Saved entries:

___

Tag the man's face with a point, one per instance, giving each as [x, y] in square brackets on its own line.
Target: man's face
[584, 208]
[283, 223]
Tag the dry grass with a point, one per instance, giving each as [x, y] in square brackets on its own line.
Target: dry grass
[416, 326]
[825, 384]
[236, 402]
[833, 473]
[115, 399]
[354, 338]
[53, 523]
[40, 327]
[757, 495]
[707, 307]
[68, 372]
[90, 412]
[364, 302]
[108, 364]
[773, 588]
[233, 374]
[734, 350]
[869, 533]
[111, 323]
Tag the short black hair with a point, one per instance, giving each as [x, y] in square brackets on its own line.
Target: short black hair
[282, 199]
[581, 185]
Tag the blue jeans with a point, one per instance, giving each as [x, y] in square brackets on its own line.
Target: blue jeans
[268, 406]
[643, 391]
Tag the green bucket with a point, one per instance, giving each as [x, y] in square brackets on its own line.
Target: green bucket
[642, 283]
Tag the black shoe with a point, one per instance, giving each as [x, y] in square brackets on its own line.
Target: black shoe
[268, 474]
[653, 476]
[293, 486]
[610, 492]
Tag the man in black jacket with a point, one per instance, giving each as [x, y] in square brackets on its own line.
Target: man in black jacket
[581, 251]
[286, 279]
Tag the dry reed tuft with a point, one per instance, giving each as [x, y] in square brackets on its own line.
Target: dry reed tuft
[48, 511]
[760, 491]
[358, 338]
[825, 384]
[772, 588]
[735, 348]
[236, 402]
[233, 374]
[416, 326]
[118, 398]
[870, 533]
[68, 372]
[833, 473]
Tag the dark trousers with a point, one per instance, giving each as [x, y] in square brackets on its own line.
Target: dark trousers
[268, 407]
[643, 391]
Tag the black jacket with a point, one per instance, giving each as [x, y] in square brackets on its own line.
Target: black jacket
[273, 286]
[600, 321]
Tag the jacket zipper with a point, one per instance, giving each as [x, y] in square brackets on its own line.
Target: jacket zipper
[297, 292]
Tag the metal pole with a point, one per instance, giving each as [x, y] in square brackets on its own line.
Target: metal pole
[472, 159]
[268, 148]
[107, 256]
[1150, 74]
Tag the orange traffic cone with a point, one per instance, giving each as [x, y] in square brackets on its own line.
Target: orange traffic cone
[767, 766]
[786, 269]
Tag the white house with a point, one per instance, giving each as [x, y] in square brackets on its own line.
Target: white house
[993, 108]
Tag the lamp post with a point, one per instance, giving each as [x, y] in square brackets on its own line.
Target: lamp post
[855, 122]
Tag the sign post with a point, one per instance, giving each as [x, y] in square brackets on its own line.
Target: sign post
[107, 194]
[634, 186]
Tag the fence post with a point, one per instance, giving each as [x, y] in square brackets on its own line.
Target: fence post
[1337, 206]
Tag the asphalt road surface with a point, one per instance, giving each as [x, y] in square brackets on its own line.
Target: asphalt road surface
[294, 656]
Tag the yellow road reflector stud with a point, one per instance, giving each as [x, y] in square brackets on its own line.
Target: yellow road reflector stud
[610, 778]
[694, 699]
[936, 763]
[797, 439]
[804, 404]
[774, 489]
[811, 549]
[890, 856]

___

The answer should be an exact copy of the lines from the first line of the data through the line with "Tag the dry grass" and should contain nothing else.

Tag the man's face with a point, one per instance, giving each as [x, y] in square brackets on its own line.
Target: man's face
[584, 208]
[283, 223]
Tag the dry grass with a point, one per instance, giving each as [x, y] in square brackets on its own line.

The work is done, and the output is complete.